── MATERIAL SHOWN
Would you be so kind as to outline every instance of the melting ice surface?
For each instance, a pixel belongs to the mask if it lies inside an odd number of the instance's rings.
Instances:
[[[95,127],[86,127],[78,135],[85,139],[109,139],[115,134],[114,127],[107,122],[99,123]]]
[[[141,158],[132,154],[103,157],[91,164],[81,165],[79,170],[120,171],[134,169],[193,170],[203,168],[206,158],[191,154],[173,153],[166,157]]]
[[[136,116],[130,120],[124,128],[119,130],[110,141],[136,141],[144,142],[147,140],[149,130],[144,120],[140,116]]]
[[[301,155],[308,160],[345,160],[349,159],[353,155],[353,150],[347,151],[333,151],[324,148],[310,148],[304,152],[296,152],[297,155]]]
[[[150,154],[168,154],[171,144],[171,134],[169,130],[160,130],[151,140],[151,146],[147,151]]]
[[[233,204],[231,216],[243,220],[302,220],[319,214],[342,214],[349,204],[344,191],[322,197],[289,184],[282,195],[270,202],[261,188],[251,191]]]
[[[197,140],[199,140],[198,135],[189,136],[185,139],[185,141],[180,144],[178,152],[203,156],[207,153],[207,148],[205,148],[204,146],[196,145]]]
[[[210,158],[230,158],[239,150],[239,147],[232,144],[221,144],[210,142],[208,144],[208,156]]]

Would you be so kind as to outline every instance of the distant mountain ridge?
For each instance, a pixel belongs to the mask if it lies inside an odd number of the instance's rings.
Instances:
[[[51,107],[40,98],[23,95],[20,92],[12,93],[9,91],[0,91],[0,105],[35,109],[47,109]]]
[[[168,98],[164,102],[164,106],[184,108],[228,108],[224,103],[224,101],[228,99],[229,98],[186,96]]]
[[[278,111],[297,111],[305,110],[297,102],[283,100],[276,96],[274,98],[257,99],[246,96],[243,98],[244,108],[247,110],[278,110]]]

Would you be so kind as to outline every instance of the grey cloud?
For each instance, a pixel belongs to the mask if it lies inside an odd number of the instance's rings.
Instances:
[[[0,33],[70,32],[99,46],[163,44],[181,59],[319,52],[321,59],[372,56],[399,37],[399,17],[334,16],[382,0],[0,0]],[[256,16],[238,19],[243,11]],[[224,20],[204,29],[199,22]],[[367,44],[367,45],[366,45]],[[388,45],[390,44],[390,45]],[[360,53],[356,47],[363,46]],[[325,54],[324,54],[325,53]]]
────
WHAT YOU NEED TO DO: Every record listed above needs to be written out again exactly.

ANSWER BELOW:
Would you be so kind as to outline every instance of the melting ice surface?
For each instance, a pixel belongs to the mask if it lies inside an odd number of the instance's rings.
Instances:
[[[95,127],[86,127],[78,135],[85,139],[109,139],[115,134],[114,127],[107,122],[99,123]]]
[[[141,158],[132,154],[103,157],[91,164],[81,165],[79,170],[120,171],[134,169],[193,170],[203,168],[206,158],[191,154],[173,153],[166,157]]]
[[[136,116],[130,120],[124,128],[119,130],[110,141],[136,141],[144,142],[147,140],[149,130],[144,120],[140,116]]]
[[[301,155],[308,160],[345,160],[349,159],[353,155],[353,150],[347,151],[333,151],[324,148],[310,148],[304,152],[296,152],[297,155]]]
[[[150,154],[168,154],[171,144],[171,134],[169,130],[160,130],[151,140],[151,146],[147,151]]]
[[[233,204],[231,216],[243,220],[302,220],[319,214],[342,214],[349,204],[344,191],[322,197],[289,184],[282,195],[270,202],[261,188],[251,191]]]
[[[197,140],[199,140],[198,135],[189,136],[185,139],[185,141],[180,144],[178,152],[203,156],[207,153],[207,148],[205,148],[204,146],[196,145]]]
[[[210,158],[230,158],[239,150],[239,147],[232,144],[221,144],[210,142],[208,144],[208,156]]]

Would you be so kind as to outline every instance of the distant mountain ridge?
For each instance, a pixel belongs to the mask if it lies inside an odd number of the instance's rings.
Instances:
[[[51,107],[40,98],[23,95],[20,92],[12,93],[9,91],[0,91],[0,105],[35,109],[47,109]]]
[[[168,98],[164,102],[164,106],[184,108],[228,108],[224,103],[224,101],[228,99],[229,98],[186,96]]]
[[[278,111],[297,111],[305,110],[297,102],[283,100],[276,96],[274,98],[257,99],[246,96],[243,98],[244,108],[247,110],[278,110]]]

Would you be so kind as to outline every instance of the grey cloud?
For each instance, a pixel belongs to the mask if it lies inside an odd number of the instance's rings.
Instances:
[[[0,33],[70,32],[99,46],[163,44],[181,59],[319,52],[321,59],[372,56],[399,37],[399,17],[334,16],[382,0],[0,0]],[[256,16],[238,19],[243,11]],[[224,20],[204,29],[199,22]],[[367,44],[367,45],[366,45]],[[388,45],[390,44],[390,45]],[[360,53],[356,47],[363,46]],[[325,54],[324,54],[325,53]]]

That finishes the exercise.